* **Goal**:
Print every entry below verbatim, line for line, and omit the pictures.

● ● ● ● ● ● ●

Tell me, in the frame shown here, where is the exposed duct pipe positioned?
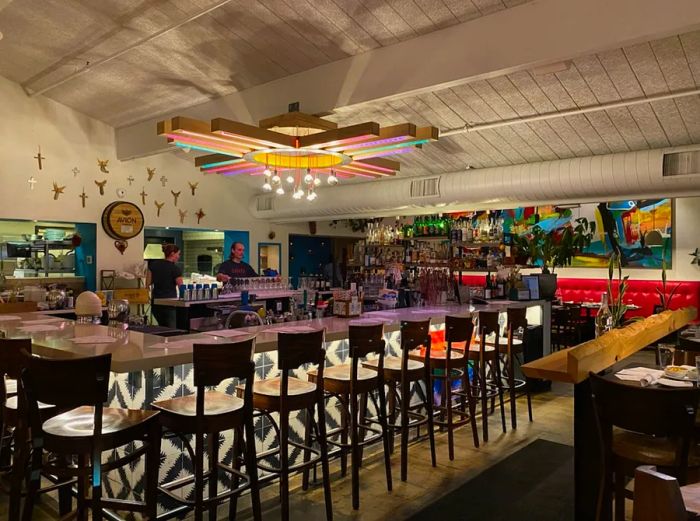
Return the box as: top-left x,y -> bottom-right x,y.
22,0 -> 231,97
440,88 -> 700,137
249,145 -> 700,222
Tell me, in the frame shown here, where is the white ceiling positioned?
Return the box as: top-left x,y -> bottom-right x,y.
0,0 -> 700,193
0,0 -> 528,127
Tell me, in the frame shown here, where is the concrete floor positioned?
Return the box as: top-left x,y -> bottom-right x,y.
0,384 -> 573,521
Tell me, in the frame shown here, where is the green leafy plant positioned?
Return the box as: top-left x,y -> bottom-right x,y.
608,252 -> 629,328
515,217 -> 596,273
656,246 -> 680,311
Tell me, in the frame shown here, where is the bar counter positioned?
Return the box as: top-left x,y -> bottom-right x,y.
0,300 -> 550,515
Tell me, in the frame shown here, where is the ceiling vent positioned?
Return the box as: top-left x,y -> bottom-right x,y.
258,196 -> 275,212
663,150 -> 700,177
411,177 -> 440,199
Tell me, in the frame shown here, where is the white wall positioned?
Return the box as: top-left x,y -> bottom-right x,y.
0,77 -> 360,276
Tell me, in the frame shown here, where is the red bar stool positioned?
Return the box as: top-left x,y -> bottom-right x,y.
469,311 -> 506,441
153,338 -> 262,521
304,323 -> 392,510
363,319 -> 437,481
236,329 -> 333,521
21,354 -> 160,521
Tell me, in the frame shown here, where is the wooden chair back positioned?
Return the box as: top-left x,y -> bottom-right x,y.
192,338 -> 255,388
0,338 -> 32,408
590,373 -> 700,481
277,329 -> 326,372
632,466 -> 691,521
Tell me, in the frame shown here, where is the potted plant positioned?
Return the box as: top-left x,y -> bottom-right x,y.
515,217 -> 596,300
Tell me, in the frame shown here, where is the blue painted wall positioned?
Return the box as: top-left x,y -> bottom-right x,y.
289,235 -> 333,286
75,223 -> 97,291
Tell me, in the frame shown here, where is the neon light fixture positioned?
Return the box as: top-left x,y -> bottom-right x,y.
158,105 -> 438,201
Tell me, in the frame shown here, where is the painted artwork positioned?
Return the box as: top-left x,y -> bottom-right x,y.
501,199 -> 673,269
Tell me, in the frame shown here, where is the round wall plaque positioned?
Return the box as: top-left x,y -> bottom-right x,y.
102,201 -> 144,240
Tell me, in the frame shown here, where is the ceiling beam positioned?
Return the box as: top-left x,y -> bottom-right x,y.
116,0 -> 700,159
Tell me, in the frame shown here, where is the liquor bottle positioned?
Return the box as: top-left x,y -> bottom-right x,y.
595,293 -> 612,338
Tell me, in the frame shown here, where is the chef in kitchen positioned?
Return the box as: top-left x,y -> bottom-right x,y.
216,242 -> 258,284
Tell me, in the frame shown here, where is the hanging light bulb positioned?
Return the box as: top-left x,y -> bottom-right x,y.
304,168 -> 314,184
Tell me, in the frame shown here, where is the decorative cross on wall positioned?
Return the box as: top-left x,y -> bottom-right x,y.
34,145 -> 46,170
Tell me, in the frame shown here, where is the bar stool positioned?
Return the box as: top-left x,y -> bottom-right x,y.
153,338 -> 261,521
363,319 -> 437,481
430,315 -> 479,461
241,329 -> 333,521
499,308 -> 532,429
21,354 -> 160,521
469,311 -> 506,441
304,323 -> 392,510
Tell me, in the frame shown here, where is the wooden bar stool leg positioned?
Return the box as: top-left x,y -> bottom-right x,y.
338,394 -> 351,477
145,422 -> 162,520
245,418 -> 262,521
377,383 -> 392,492
479,353 -> 489,442
280,406 -> 289,521
228,426 -> 243,520
445,365 -> 455,461
316,396 -> 333,521
462,362 -> 479,448
301,407 -> 312,490
349,394 -> 360,510
207,432 -> 219,521
400,378 -> 411,481
424,374 -> 434,467
493,354 -> 506,433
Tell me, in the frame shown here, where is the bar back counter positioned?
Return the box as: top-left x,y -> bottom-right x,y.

● ● ● ● ● ● ●

* **Output for this task**:
Tell me, in the frame shown here, where is the exposed duct pipe positioned?
Return the box as: top-left x,y -> bottom-right x,y.
22,0 -> 231,97
440,88 -> 700,137
249,145 -> 700,222
Tell me, in the frame shown here, where is the white ceiling positioned?
Return the box as: top-left x,y -> bottom-right x,y.
0,0 -> 700,193
0,0 -> 528,127
Tell me, in the frame shown here, where is the concrete floor positioned?
Return the box as: top-left x,y -> bottom-right x,y.
0,384 -> 573,521
Tell me, in the frame shown here, where is the green leafy plant positioned?
Return the box as: top-left x,y -> bottom-right x,y.
608,252 -> 629,328
515,217 -> 596,273
656,246 -> 680,311
Tell me, in the frame shown here, where is the bar counter positioned?
Return the box as: top-left x,y -> bottom-right x,y.
0,300 -> 550,515
Tell me, in the frame shown here, where is the ceiling vent positioned?
Return the box as: top-left x,y -> bottom-right x,y.
258,196 -> 275,212
663,150 -> 700,177
411,177 -> 440,199
Tell me, in the frame shown here, where is the white wall positioned?
Return the box as: top-left x,y -> bottom-right x,y.
0,77 -> 360,276
Tell me, in the frame shown here, where is the red bar stool positioned?
Return the box as: top-left x,y -> bottom-right x,y.
469,311 -> 506,441
153,338 -> 262,521
304,323 -> 392,510
363,319 -> 437,481
236,329 -> 333,521
21,354 -> 160,521
Tell me, in the frame shown here, where is the wooden chair back positioned?
Return the box as: top-left x,y -> bottom-right x,y.
192,338 -> 255,388
0,338 -> 32,408
590,373 -> 700,481
277,329 -> 326,372
632,466 -> 691,521
Tell me, in the frame shown here, where is the potted plant positioned?
Return the box as: top-left x,y -> bottom-right x,y.
515,217 -> 596,300
Tell me, in the frame shown here, where is the blue painted wall positioned?
Return the box as: top-left x,y -> bottom-right x,y.
289,235 -> 333,286
75,223 -> 97,291
Tell me, in the frame shown here, where is the neon light fixture positioned?
Return the box as: top-left x,y -> bottom-right x,y.
158,105 -> 438,201
Tell me, in the frame shown here, where is the painted artwork positioned?
Return the box as: top-left x,y -> bottom-right x,y.
501,199 -> 673,269
Tell me, in the frame shown here, where is the round wall plaque positioned?
Return the box as: top-left x,y -> bottom-right x,y.
102,201 -> 144,240
Tell me, in the frame shown here, where is the ceiling beam positioned?
Return the box as: top-left x,y -> bottom-right x,y.
116,0 -> 700,159
Tell me, in the frame shown here, where is the liquor bottle positioned?
Return the box as: top-left x,y -> bottom-right x,y.
595,293 -> 612,338
Tell me, in the frame shown here, where is the chef in kitchen positioned?
Return the box as: top-left x,y -> bottom-right x,y.
216,242 -> 258,284
Tell me, in the frame shown here, where is the hanging light bulb positioned?
Return the box as: top-left x,y -> bottom-right x,y.
304,168 -> 314,184
Tell me, in the frame shown here, where is the decorative cross on wall positioned?
Return the box as: top-left x,y -> bottom-right x,y.
34,145 -> 46,170
Tell me, in the frame shown here, where is the bar stool positioned?
Return the box as: top-left x,y -> bottom-right x,y.
153,338 -> 261,521
363,319 -> 437,481
430,315 -> 479,461
241,329 -> 333,521
499,308 -> 532,429
21,354 -> 160,521
469,311 -> 506,441
304,323 -> 392,510
Tell me, in the frame shown here, where is the wooden bar stool leg positioned?
Return the box as: top-left x,y -> bottom-right x,y.
338,394 -> 351,477
145,422 -> 162,520
245,418 -> 262,521
377,383 -> 392,492
479,353 -> 489,442
280,406 -> 289,521
228,426 -> 243,520
445,365 -> 455,461
316,396 -> 333,521
462,362 -> 479,448
301,407 -> 312,490
349,394 -> 360,510
207,432 -> 219,521
400,378 -> 411,481
424,374 -> 434,467
493,354 -> 506,433
Tell me, in the frame shown here, where is the bar back counter positioned?
Return the box as: top-left x,y -> bottom-right x,y.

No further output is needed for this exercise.